(Box-labeled dataset extracts)
....

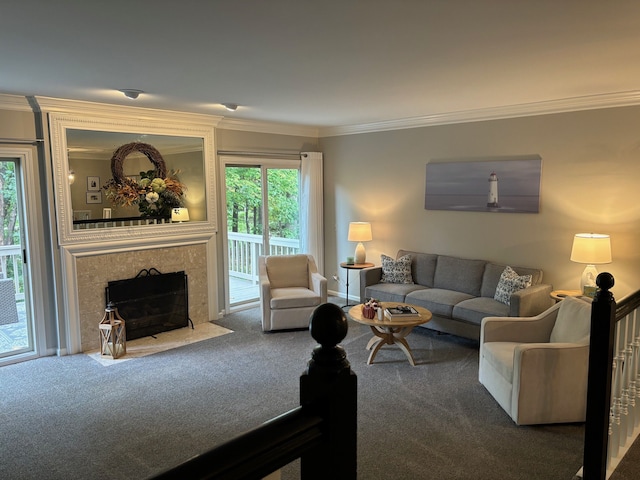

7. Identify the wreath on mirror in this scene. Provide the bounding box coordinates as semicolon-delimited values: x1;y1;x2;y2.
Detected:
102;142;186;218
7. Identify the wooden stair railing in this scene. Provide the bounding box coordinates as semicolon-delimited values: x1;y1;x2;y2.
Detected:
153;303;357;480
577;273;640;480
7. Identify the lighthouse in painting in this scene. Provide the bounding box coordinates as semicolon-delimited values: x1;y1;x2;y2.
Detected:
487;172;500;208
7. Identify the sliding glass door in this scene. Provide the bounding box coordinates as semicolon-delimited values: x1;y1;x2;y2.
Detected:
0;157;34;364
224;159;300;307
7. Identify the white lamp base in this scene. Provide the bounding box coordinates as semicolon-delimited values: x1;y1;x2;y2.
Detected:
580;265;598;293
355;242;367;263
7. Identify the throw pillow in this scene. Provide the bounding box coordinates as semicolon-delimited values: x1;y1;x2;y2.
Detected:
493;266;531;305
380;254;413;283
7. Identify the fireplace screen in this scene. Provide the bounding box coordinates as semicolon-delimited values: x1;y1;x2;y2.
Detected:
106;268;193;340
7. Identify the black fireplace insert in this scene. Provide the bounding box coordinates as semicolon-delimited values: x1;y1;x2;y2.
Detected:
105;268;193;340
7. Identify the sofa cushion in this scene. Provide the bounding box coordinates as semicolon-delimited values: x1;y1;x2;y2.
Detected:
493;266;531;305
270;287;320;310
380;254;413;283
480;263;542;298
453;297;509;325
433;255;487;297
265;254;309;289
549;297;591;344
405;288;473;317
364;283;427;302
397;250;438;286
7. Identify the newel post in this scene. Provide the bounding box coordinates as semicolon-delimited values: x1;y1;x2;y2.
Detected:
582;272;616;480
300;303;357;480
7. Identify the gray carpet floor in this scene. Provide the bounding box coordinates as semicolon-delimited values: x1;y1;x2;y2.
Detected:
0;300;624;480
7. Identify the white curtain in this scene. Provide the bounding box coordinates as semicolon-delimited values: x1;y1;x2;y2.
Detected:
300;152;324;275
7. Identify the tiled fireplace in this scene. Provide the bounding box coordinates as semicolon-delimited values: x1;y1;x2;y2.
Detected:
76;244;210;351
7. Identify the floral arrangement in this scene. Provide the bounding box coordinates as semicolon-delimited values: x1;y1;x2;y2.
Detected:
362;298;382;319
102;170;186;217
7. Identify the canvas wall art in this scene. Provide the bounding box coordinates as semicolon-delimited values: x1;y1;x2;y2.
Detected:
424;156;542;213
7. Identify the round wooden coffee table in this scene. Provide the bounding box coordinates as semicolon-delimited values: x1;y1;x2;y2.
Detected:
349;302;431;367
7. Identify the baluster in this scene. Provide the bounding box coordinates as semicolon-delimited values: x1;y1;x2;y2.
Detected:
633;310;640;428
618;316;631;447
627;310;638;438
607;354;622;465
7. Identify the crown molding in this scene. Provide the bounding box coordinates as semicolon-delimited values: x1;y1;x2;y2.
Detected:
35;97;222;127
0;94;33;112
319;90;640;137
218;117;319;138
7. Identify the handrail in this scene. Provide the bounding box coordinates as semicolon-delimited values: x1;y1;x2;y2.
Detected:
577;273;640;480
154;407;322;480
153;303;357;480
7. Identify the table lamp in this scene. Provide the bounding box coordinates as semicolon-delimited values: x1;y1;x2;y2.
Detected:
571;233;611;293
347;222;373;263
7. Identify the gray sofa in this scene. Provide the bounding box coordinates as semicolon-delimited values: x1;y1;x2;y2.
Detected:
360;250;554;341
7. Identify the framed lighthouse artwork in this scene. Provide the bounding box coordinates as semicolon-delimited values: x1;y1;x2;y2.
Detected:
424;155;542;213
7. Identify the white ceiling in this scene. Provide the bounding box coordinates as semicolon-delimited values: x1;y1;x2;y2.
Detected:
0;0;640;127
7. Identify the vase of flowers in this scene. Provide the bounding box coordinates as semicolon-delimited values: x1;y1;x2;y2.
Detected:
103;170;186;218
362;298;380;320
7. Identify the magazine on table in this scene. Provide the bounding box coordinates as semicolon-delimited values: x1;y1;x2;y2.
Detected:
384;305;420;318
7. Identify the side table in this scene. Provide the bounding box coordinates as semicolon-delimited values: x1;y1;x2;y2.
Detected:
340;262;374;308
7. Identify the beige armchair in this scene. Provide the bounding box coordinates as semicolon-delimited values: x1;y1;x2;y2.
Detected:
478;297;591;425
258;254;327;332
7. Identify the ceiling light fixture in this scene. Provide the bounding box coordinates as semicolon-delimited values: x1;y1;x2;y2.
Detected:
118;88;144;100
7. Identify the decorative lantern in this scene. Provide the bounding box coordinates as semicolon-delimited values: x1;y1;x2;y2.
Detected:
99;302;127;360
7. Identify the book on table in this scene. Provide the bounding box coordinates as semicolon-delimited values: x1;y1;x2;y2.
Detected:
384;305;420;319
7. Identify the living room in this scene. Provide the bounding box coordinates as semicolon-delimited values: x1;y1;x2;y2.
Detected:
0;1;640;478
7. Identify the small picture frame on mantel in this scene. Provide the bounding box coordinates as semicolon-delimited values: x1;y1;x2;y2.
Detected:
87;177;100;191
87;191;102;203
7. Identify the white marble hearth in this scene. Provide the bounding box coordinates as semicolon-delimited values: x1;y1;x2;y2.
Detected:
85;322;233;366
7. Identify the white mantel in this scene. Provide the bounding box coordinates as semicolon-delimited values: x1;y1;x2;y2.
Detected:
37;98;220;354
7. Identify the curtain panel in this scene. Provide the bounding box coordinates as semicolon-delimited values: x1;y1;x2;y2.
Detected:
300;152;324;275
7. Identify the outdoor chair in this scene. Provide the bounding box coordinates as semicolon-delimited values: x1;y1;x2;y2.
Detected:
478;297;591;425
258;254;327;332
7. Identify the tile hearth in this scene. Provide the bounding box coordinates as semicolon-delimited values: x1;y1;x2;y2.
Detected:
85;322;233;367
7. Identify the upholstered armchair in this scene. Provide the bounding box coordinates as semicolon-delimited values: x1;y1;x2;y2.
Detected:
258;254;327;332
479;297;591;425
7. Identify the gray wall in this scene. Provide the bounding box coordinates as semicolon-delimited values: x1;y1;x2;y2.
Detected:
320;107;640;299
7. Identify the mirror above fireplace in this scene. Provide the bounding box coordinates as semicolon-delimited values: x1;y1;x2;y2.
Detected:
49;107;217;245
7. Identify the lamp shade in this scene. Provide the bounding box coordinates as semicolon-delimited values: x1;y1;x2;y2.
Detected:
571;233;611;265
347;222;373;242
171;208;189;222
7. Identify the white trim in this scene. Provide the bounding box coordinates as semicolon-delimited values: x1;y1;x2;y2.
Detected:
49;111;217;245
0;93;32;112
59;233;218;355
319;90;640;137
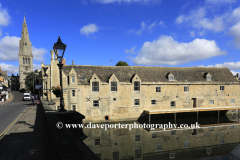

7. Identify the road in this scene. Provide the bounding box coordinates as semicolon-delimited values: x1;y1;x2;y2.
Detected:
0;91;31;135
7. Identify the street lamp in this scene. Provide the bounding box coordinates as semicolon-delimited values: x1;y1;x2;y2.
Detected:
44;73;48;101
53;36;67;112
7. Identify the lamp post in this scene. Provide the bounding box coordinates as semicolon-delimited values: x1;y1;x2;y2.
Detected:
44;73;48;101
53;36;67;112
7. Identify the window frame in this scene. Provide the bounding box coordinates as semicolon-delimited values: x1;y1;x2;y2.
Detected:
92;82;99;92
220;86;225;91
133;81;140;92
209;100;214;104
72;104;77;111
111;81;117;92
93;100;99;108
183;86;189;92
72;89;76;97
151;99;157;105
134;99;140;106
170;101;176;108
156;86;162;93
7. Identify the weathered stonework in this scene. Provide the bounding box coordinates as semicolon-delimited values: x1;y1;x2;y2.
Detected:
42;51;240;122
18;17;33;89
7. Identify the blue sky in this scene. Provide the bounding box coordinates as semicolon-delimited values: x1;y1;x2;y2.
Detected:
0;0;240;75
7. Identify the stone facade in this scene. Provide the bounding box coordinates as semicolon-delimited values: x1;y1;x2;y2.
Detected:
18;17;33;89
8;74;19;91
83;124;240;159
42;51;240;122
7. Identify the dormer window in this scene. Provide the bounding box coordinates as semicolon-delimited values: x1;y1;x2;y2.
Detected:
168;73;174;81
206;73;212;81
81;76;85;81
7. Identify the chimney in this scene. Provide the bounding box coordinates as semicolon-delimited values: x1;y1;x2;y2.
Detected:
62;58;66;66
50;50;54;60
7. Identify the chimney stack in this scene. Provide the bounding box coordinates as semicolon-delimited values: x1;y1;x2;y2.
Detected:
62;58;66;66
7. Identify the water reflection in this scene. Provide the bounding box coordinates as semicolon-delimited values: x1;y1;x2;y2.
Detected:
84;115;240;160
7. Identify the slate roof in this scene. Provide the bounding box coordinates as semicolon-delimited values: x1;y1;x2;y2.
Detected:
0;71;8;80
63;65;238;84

....

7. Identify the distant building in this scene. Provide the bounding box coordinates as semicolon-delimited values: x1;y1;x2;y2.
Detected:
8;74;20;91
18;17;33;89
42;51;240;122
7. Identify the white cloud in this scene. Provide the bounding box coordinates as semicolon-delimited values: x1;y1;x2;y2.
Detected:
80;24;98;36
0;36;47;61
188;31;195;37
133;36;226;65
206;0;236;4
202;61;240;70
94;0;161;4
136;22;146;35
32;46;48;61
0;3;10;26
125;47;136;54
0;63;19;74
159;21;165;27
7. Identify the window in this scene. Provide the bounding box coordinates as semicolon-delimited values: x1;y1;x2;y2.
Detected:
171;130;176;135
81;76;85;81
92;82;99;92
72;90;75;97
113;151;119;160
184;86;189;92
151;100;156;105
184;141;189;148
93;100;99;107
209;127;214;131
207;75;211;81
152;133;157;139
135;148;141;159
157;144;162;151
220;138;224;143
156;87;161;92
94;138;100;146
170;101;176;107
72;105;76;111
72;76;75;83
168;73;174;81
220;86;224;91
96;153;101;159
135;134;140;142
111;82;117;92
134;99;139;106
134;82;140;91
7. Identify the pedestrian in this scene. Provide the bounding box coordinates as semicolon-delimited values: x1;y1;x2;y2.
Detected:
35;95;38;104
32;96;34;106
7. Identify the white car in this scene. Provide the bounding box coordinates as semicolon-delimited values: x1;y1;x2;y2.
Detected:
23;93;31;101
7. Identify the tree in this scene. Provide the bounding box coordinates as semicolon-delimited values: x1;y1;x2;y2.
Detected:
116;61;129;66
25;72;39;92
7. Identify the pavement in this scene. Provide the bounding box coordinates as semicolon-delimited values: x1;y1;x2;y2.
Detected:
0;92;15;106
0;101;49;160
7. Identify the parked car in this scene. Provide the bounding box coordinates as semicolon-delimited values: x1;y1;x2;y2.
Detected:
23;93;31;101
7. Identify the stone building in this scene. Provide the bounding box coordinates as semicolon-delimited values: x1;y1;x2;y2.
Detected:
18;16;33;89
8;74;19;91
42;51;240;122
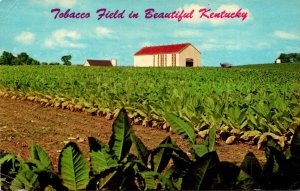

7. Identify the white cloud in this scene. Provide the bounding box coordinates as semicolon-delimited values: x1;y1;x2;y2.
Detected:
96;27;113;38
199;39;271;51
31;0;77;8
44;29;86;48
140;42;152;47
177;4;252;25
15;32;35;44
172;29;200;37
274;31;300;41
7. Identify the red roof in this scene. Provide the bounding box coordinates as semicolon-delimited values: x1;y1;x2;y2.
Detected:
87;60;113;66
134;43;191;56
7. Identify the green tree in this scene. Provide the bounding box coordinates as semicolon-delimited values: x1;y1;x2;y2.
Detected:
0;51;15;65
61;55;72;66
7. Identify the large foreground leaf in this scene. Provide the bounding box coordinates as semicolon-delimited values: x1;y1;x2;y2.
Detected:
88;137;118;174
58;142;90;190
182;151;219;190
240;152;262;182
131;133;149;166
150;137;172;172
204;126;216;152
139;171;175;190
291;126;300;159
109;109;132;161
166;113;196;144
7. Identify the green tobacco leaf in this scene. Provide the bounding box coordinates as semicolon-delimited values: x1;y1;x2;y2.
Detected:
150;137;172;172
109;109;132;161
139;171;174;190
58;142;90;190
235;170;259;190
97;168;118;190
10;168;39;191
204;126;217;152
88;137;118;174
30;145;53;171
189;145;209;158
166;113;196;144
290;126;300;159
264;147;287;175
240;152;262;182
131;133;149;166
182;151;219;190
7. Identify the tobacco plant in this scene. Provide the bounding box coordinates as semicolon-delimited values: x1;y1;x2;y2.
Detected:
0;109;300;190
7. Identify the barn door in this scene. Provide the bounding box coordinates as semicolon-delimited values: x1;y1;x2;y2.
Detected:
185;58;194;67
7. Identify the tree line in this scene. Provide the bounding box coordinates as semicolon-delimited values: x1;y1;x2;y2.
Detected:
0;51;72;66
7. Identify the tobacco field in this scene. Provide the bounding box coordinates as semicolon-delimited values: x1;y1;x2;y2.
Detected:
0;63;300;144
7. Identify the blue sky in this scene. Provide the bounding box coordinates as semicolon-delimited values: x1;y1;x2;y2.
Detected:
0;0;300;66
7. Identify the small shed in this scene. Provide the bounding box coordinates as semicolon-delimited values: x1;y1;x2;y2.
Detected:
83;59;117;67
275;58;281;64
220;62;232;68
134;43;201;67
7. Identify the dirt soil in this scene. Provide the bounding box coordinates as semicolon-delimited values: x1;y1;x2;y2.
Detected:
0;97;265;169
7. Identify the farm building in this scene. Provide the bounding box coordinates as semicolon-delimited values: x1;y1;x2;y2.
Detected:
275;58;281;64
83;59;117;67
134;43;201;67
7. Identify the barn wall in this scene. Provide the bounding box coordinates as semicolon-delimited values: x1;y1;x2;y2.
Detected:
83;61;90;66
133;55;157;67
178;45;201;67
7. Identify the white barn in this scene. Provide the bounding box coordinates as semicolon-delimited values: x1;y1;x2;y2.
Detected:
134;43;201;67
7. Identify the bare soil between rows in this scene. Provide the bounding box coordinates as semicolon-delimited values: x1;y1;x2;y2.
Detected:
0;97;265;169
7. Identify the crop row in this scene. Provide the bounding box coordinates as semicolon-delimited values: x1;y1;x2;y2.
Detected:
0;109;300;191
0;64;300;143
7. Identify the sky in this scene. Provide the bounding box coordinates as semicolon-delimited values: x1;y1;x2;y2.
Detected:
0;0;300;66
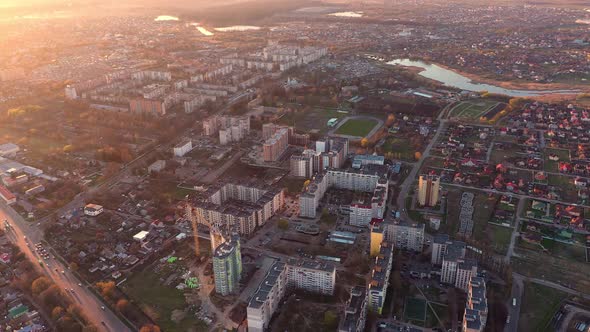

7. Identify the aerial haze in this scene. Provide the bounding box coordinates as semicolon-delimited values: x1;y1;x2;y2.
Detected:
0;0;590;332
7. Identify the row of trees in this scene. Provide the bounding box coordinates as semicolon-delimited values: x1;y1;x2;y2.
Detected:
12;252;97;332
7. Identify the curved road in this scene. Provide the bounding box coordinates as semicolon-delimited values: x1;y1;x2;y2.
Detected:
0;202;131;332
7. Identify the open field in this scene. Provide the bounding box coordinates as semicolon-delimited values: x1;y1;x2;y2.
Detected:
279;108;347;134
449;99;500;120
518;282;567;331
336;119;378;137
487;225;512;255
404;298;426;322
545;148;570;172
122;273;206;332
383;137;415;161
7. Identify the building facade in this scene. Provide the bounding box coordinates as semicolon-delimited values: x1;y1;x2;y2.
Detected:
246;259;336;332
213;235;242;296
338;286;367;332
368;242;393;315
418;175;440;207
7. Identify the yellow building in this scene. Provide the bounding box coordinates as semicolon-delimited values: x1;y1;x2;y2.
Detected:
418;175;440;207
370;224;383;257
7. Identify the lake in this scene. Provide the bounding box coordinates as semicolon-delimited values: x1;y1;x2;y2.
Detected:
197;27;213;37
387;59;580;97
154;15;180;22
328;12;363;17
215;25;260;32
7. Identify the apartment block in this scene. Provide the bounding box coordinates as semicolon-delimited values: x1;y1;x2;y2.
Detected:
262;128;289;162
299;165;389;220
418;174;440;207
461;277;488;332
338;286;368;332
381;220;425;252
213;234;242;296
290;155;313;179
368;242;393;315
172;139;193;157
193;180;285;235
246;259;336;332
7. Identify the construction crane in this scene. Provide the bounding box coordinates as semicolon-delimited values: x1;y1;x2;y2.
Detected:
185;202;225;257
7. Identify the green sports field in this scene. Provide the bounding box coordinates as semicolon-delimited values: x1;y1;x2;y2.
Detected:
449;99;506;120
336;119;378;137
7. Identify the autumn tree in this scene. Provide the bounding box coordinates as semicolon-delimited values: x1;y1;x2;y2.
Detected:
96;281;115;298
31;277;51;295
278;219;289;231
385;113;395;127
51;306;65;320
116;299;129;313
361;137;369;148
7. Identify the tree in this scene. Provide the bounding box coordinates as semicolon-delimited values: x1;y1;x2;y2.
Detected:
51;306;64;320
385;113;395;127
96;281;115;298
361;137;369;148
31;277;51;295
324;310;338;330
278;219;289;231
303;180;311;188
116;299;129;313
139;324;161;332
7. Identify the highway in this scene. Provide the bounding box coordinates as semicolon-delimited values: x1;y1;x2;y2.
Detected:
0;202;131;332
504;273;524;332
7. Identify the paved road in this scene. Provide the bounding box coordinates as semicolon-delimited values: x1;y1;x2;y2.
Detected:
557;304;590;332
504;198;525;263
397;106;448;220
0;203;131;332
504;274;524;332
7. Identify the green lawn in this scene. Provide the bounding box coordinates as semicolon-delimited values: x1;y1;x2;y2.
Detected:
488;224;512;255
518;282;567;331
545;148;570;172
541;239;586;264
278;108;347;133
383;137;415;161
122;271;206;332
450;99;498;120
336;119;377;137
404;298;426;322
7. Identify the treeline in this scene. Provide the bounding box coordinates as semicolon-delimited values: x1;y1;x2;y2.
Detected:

....

*Problem description*.
Rewrite the part of the data above that opens with the line containing "7. Identify the wreath" and closes with the line containing "105;268;193;340" as a numbered list, leaving out any blank lines.

*Correct result*.
1. 7. Identify the wreath on mirror in this scene. Provide the bounding box coordinates as semicolon-delimited values: x1;y1;x2;y2.
2. Detected:
3. 102;142;186;218
4. 7. Identify the wooden stair railing in this scene. Provide the bounding box coordinates as semicolon-delimited values: x1;y1;x2;y2.
5. Detected:
6. 153;303;357;480
7. 577;273;640;480
8. 7. Identify the lighthouse in painting in this scene. Provide the bounding box coordinates as semicolon-delimited values: x1;y1;x2;y2.
9. Detected:
10. 487;172;500;208
11. 7. Identify the sliding glass door in this scene. Provide the bounding box coordinates as semicolon-delimited values: x1;y1;x2;y2.
12. Detected:
13. 0;157;34;364
14. 224;159;300;307
15. 7. Identify the white lamp base in this scene. Provide the bounding box coordinates as semicolon-delimited values: x1;y1;x2;y2.
16. Detected:
17. 580;265;598;293
18. 355;242;367;263
19. 7. Identify the throw pillow in this scene. Provide the bounding box coordinates as semicolon-delimited values: x1;y1;x2;y2.
20. Detected:
21. 493;266;531;305
22. 380;254;413;283
23. 7. Identify the fireplace screen in this scene. Provide the bounding box coordinates as semicolon-delimited values: x1;y1;x2;y2.
24. Detected:
25. 106;268;193;340
26. 7. Identify the black fireplace insert in this scene. Provide the bounding box coordinates as semicolon-delimited values: x1;y1;x2;y2.
27. Detected:
28. 105;268;193;340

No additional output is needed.